Mais, dès qu’on aborde l’insalubrité, on se heurte à la difficulté d’appréhender ce concept et de définir ses contours. La loi s’y référant, remonte à 1914 et porte réglementation des établissements insalubres, incommodes ou dangereux. Elle s’attache davantage à réglementer l’insalubrité, au sein des dits établissements, qu’à la définir et reste muette quant à l’habitat urbain. Nous remarquerons, cependant, que les définitions qui ont prévalu jusqu’à nos jours, font référence à l’insalubrité, qui met la santé des hommes au centre de sa problématique. Le concept lié à l’insalubrité était, en effet, défini avec une connotation hygiéniste, fortement marquée par le contexte historique de son élaboration comme nous tenterons de l’expliquer ci-après. Les préoccupations étaient alors centrées sur le contrôle social et les luttes contre les

épidémies. Ces préoccupations restent d’actualité, malgré l’évolution du contexte et la salubrité continue d’être définie comme l’état d’un milieu favorable à la santé (1).

C’est dire que menée en Europe par le Mouvement moderne dont se réclame Michel Ecochard, la salubrité renvoie à des rituels d'exorcisme, d'un mal qui peut s'abattre sur une communauté humaine, la décimer, voire, l'anéantir. La salubrité, entendue aujourd'hui comme expression de santé, puise en réalité à la même racine étymologique du mot latin "salus" qui qualifie à la fois le salut et la santé (2).

Sur un plan plus général, l’urbanisme moderne, est marqué par les thèses hygiénistes : toutes les techniques urbaines sont mobilisées pour cureter et prévenir le développement des germes morbides que favorise l'entassement urbain, lui même accru par l'activité industrielle.
-------
■ Consignes
1. Recopiez, dans le texte sur l'insalubrité, tout le passage allant de « épidémies. Ces préoccupations » jusqu'à « par l'activité industrielle. ».
2. D'après le texte sur l'insalubrité, quels adjectifs la loi de 1914 emploie-t-elle pour qualifier les établissements qu'elle réglemente ? Donnez-les tous.

■ Liste des données
-------
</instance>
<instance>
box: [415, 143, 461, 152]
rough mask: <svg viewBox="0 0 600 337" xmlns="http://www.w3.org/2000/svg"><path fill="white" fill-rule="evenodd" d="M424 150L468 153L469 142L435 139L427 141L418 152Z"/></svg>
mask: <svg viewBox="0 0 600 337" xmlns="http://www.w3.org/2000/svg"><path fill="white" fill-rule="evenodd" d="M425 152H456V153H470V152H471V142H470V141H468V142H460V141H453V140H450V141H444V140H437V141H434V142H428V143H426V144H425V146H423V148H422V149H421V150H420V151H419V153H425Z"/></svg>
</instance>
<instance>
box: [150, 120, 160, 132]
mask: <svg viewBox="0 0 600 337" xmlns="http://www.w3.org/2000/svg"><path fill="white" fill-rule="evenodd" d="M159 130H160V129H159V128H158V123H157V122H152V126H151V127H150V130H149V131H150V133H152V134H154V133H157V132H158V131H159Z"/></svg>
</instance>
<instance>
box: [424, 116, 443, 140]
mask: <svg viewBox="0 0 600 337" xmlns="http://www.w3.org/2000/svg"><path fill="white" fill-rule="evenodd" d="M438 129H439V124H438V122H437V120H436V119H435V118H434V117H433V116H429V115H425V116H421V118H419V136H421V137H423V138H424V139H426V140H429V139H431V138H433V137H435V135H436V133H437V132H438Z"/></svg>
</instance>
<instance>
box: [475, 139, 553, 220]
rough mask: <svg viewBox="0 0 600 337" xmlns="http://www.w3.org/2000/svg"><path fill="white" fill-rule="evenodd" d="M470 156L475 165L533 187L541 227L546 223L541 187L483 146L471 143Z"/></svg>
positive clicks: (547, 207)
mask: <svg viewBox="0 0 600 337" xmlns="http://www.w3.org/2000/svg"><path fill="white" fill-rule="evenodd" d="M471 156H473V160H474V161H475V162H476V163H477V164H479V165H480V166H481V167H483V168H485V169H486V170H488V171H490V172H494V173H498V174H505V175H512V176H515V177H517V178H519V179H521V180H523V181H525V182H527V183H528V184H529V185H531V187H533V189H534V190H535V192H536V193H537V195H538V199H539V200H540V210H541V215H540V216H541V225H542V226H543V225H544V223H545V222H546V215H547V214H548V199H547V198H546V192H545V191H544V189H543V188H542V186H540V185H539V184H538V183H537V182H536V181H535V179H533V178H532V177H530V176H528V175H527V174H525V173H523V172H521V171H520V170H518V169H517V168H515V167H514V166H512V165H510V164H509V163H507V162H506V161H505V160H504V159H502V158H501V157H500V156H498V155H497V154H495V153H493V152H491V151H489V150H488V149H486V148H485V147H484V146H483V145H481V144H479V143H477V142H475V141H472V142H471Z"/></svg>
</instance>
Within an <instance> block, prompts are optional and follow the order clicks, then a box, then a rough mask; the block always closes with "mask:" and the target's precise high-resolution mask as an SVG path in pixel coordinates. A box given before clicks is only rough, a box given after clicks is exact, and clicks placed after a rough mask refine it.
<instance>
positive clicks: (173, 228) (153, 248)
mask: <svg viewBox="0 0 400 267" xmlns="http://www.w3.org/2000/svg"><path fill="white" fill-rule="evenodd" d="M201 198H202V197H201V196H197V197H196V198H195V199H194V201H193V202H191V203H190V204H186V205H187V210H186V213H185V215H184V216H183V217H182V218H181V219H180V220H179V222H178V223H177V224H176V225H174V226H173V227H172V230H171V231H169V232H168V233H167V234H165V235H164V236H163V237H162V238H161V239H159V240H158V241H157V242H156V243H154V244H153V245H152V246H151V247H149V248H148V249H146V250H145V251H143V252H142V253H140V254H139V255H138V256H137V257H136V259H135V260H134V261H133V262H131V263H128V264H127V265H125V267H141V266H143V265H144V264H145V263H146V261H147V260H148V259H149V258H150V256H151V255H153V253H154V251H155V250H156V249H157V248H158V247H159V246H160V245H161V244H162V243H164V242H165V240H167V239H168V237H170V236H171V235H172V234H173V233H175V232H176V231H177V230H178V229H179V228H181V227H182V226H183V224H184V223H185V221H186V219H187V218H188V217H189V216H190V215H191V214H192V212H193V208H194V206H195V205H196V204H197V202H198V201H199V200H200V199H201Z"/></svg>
-------
■ Corrigé
1.
épidémies. Ces préoccupations restent d’actualité, malgré l’évolution du contexte et la salubrité continue d’être définie comme l’état d’un milieu favorable à la santé (1).

C’est dire que menée en Europe par le Mouvement moderne dont se réclame Michel Ecochard, la salubrité renvoie à des rituels d'exorcisme, d'un mal qui peut s'abattre sur une communauté humaine, la décimer, voire, l'anéantir. La salubrité, entendue aujourd'hui comme expression de santé, puise en réalité à la même racine étymologique du mot latin "salus" qui qualifie à la fois le salut et la santé (2).

Sur un plan plus général, l’urbanisme moderne, est marqué par les thèses hygiénistes : toutes les techniques urbaines sont mobilisées pour cureter et prévenir le développement des germes morbides que favorise l'entassement urbain, lui même accru par l'activité industrielle.

2. insalubres, incommodes, dangereux